● MATERIAL SHOWN:

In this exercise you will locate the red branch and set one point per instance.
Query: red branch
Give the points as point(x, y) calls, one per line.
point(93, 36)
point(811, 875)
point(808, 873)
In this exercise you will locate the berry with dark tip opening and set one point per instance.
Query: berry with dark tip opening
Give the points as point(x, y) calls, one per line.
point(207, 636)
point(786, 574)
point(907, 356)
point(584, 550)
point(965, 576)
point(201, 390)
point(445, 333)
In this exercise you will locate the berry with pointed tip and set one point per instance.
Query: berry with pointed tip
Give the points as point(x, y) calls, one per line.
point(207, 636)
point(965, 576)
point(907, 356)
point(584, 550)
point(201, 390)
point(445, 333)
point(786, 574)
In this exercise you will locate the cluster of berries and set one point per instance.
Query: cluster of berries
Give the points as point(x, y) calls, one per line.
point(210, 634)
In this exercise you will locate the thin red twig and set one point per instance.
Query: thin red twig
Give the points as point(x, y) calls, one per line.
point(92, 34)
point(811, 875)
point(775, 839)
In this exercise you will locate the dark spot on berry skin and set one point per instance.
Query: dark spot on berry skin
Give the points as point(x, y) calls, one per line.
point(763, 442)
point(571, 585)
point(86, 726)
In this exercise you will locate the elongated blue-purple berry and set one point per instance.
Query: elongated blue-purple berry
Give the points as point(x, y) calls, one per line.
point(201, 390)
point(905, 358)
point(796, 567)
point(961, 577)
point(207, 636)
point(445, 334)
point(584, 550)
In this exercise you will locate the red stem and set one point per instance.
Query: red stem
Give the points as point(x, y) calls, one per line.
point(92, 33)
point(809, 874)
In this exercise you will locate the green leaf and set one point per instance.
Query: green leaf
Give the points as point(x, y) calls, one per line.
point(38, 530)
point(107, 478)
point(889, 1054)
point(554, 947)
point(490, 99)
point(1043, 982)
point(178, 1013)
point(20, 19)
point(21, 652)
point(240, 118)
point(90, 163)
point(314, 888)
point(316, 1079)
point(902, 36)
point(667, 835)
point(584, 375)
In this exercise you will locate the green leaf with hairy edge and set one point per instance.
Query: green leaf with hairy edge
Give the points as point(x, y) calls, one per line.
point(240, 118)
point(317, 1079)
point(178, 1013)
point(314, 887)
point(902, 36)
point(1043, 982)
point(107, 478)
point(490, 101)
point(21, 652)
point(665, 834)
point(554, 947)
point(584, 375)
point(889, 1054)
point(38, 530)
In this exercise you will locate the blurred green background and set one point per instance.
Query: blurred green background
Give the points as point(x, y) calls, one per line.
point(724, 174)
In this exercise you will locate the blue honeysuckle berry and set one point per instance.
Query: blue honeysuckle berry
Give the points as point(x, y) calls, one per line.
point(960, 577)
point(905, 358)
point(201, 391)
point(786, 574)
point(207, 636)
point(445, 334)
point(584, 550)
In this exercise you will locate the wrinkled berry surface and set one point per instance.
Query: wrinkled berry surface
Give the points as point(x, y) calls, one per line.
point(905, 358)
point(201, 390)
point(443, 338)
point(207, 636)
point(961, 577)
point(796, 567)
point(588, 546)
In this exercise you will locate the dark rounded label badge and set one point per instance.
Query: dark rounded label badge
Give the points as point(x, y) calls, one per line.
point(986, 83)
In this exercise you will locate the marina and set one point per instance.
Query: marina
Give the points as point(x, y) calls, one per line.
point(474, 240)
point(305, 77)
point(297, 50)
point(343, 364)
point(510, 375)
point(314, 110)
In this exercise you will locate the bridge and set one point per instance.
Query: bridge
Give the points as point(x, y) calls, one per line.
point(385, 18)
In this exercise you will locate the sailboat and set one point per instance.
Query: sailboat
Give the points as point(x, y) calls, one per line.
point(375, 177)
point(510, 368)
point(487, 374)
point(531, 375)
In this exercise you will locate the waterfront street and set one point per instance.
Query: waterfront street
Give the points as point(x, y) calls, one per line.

● ASSIGNMENT:
Output every record above exactly as it appears.

● RESULT OF THE TASK:
In this exercise you will locate the red branch and set one point per instance.
Query: red branch
Give the points as point(x, y) calls, one per line.
point(93, 36)
point(811, 875)
point(808, 873)
In this exercise you will locate the berry with dark tip opening and set one point per instance.
Query: berry with dark tip opening
Give the points as point(x, y) calls, one per line.
point(207, 636)
point(786, 574)
point(907, 356)
point(584, 550)
point(965, 576)
point(201, 390)
point(445, 333)
In this exercise you will locate the berry with pointed tip and set one point per instance.
Query: berry with pointed tip
Give the points as point(x, y) calls, one per line.
point(207, 636)
point(965, 576)
point(907, 356)
point(584, 550)
point(201, 390)
point(445, 333)
point(786, 574)
In this exercise you will locate the cluster of berries and set one point per instance.
Query: cluster of berries
Give the points as point(x, y) calls, one per line.
point(210, 634)
In this exercise you will locate the thin red twig and set one point per instance.
Query: thin red twig
Give the points as point(x, y) calls, one per line.
point(92, 34)
point(811, 875)
point(775, 839)
In this exercise you will locate the dark spot on berry skin and set one point per instance.
Query: dark spot on berry skin
Give the points as point(x, y) calls, one per line.
point(763, 442)
point(571, 585)
point(86, 726)
In this exercise you will locate the elongated blue-purple berry and set one point per instance.
Query: elongated blue-purple berry
Give the points as point(x, y) calls, one per line.
point(201, 390)
point(905, 358)
point(796, 567)
point(961, 577)
point(207, 636)
point(445, 334)
point(584, 550)
In this exercise you will locate the red stem and set one point per instance.
Query: red stem
Give the points as point(x, y) calls, one per line.
point(92, 33)
point(809, 874)
In this exercise you will locate the green leaf and set one point per instance.
Query: green leaf
Give the points as point(x, y) calls, one per line.
point(38, 530)
point(107, 478)
point(889, 1054)
point(554, 947)
point(490, 99)
point(1043, 982)
point(178, 1013)
point(20, 19)
point(21, 652)
point(240, 118)
point(90, 163)
point(314, 888)
point(316, 1079)
point(902, 36)
point(667, 835)
point(584, 375)
In this exercise you will locate the green leaf with hairy edge and set one point per instance.
Query: green leaf with hairy edge
Give the points as point(x, y) calls, one per line.
point(240, 118)
point(317, 1079)
point(178, 1013)
point(314, 887)
point(902, 36)
point(1043, 982)
point(107, 478)
point(490, 101)
point(21, 652)
point(665, 834)
point(554, 947)
point(584, 375)
point(889, 1054)
point(38, 530)
In this exercise you will locate the blurred green background and set one point per instance.
Query: blurred green background
Give the points as point(x, y) calls, one per line.
point(724, 174)
In this exercise you will locate the blue honeysuckle berry and set one point per instance.
Query: blue honeysuckle berry
Give the points as point(x, y) calls, one per line.
point(960, 577)
point(905, 358)
point(201, 391)
point(786, 574)
point(207, 636)
point(445, 334)
point(584, 550)
In this exercise you will locate the wrinkled berry surface and set one point per instance.
Query: wrinkled berry surface
Give the points as point(x, y) calls, one per line.
point(905, 358)
point(201, 390)
point(443, 338)
point(207, 636)
point(961, 577)
point(796, 567)
point(588, 546)
In this exercise you will locate the dark rounded label badge and set one point per instance.
Query: dark rounded label badge
Give the points as point(x, y) calls, one per line.
point(986, 83)
In this exercise you will locate the marina and set one point per instance.
Query: marina
Give the points as point(x, y) calls, one per line.
point(474, 240)
point(305, 77)
point(297, 50)
point(343, 364)
point(510, 375)
point(314, 110)
In this exercise you will locate the bridge and set one point per instance.
Query: bridge
Give the points as point(x, y) calls, one per line.
point(385, 18)
In this exercise you will locate the sailboat and set one point per instance.
Query: sailboat
Give the points as point(x, y) calls, one per line.
point(375, 177)
point(510, 368)
point(487, 374)
point(531, 375)
In this exercise you will locate the waterfront street and set one point per instance.
Query: waterfront street
Give the points as point(x, y) calls, one per line.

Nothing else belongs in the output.